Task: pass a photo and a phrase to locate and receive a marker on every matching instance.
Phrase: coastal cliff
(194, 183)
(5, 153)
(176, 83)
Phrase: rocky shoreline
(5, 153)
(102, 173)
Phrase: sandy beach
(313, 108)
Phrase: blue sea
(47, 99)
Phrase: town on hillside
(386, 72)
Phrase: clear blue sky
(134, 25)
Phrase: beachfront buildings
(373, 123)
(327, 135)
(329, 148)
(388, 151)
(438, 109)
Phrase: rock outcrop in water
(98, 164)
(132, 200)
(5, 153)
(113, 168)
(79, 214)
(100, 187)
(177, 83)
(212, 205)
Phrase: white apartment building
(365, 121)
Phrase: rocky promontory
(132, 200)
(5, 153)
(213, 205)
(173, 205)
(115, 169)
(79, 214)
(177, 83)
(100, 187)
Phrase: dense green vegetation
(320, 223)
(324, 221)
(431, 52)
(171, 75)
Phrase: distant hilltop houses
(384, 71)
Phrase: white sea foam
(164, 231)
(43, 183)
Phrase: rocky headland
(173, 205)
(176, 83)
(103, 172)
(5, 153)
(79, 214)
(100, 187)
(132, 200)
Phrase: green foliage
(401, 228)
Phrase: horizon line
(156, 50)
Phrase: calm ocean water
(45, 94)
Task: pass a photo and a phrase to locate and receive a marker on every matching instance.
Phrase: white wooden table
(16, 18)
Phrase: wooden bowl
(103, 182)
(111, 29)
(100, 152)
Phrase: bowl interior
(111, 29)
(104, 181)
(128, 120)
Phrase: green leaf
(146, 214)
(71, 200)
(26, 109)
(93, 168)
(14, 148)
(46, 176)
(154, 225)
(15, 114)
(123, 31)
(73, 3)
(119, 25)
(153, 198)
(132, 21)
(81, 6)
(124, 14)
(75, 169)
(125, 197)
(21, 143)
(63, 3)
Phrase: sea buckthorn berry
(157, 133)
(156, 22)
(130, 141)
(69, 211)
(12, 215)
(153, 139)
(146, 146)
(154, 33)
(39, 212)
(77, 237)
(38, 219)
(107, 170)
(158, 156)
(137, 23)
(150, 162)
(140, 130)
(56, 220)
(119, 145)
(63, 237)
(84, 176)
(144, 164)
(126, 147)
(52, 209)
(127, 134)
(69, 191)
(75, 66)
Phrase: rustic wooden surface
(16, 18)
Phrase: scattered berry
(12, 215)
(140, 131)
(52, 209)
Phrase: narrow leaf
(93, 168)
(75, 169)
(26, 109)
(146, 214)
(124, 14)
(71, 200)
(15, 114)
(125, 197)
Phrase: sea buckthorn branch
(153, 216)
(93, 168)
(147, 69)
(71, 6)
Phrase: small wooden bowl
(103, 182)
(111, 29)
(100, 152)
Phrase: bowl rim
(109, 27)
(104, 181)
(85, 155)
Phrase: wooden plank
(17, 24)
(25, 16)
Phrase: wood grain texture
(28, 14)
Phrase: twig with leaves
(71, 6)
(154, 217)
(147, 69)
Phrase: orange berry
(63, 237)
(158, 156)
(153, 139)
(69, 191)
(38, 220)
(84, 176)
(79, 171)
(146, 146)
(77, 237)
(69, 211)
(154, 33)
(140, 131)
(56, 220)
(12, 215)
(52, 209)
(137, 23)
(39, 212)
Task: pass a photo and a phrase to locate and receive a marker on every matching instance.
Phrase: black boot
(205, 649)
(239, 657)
+ + + + + + +
[Directive]: Rewrite these rows with "sea buckthorn" changed to "seaberry" everywhere it appears, leaving everything else the same.

[Answer for the task]:
Task: pass a photo and a phrase to locate and receive a marker on every matching instance.
Phrase: coastal cliff
(194, 183)
(5, 153)
(176, 83)
Phrase: rocky shoreline
(5, 153)
(102, 173)
Phrase: sandy beach
(313, 108)
Phrase: blue sea
(47, 99)
Phrase: town on hillside
(386, 72)
Phrase: clear blue sky
(134, 25)
Phrase: beachfront buildings
(373, 123)
(327, 135)
(329, 148)
(388, 151)
(438, 109)
Phrase: rock outcrop in water
(98, 164)
(132, 200)
(5, 153)
(113, 168)
(79, 214)
(100, 187)
(177, 83)
(212, 205)
Phrase: white apartment building
(365, 121)
Phrase: rocky promontory
(132, 200)
(5, 153)
(213, 205)
(173, 205)
(115, 169)
(79, 214)
(177, 83)
(100, 187)
Phrase: dense green vegetation
(320, 223)
(324, 221)
(431, 52)
(171, 75)
Phrase: distant hilltop houses
(384, 71)
Phrase: white sea foam
(164, 231)
(43, 183)
Phrase: rocky headland
(173, 205)
(176, 83)
(103, 172)
(5, 153)
(79, 214)
(100, 187)
(132, 200)
Phrase: green foliage
(401, 228)
Phrase: horizon line
(156, 50)
Phrase: calm ocean water
(45, 94)
Task: pass a photo and a phrase to locate and receive a marker on every matching instance.
Phrase: white wooden table
(16, 18)
Phrase: wooden bowl
(103, 182)
(111, 29)
(100, 152)
Phrase: bowl interior
(111, 29)
(104, 181)
(128, 120)
Phrase: green leaf
(146, 214)
(71, 200)
(26, 109)
(93, 168)
(14, 148)
(46, 176)
(154, 225)
(15, 114)
(123, 31)
(73, 3)
(119, 25)
(153, 198)
(132, 21)
(81, 6)
(124, 14)
(75, 169)
(125, 197)
(21, 143)
(63, 3)
Phrase: seaberry berry
(157, 133)
(156, 22)
(130, 141)
(69, 211)
(12, 215)
(153, 139)
(146, 146)
(154, 33)
(39, 212)
(77, 237)
(38, 219)
(107, 170)
(158, 156)
(137, 23)
(150, 162)
(140, 130)
(56, 220)
(119, 145)
(63, 237)
(84, 176)
(144, 164)
(126, 147)
(52, 209)
(127, 134)
(69, 191)
(75, 66)
Phrase: rustic wooden surface
(16, 18)
Phrase: scattered berry
(12, 215)
(140, 131)
(52, 209)
Phrase: narrow leaf
(93, 168)
(75, 169)
(26, 109)
(146, 214)
(124, 14)
(71, 200)
(15, 114)
(125, 197)
Phrase: seaberry branch
(153, 216)
(93, 168)
(147, 69)
(71, 6)
Phrase: small wooden bowl
(103, 182)
(111, 29)
(100, 152)
Phrase: bowl rim
(109, 27)
(104, 181)
(85, 155)
Phrase: wooden plank
(17, 24)
(25, 16)
Phrase: wood grain texture
(28, 14)
Phrase: twig with leaves
(71, 6)
(154, 217)
(147, 69)
Phrase: orange berry
(63, 237)
(158, 156)
(153, 139)
(69, 191)
(38, 220)
(84, 176)
(79, 171)
(146, 146)
(77, 237)
(69, 211)
(154, 33)
(140, 131)
(56, 220)
(12, 215)
(52, 209)
(137, 23)
(39, 212)
Task: pass a photo and a phrase to locate and receive a marker on every matching instance.
Phrase: black boot
(205, 649)
(239, 657)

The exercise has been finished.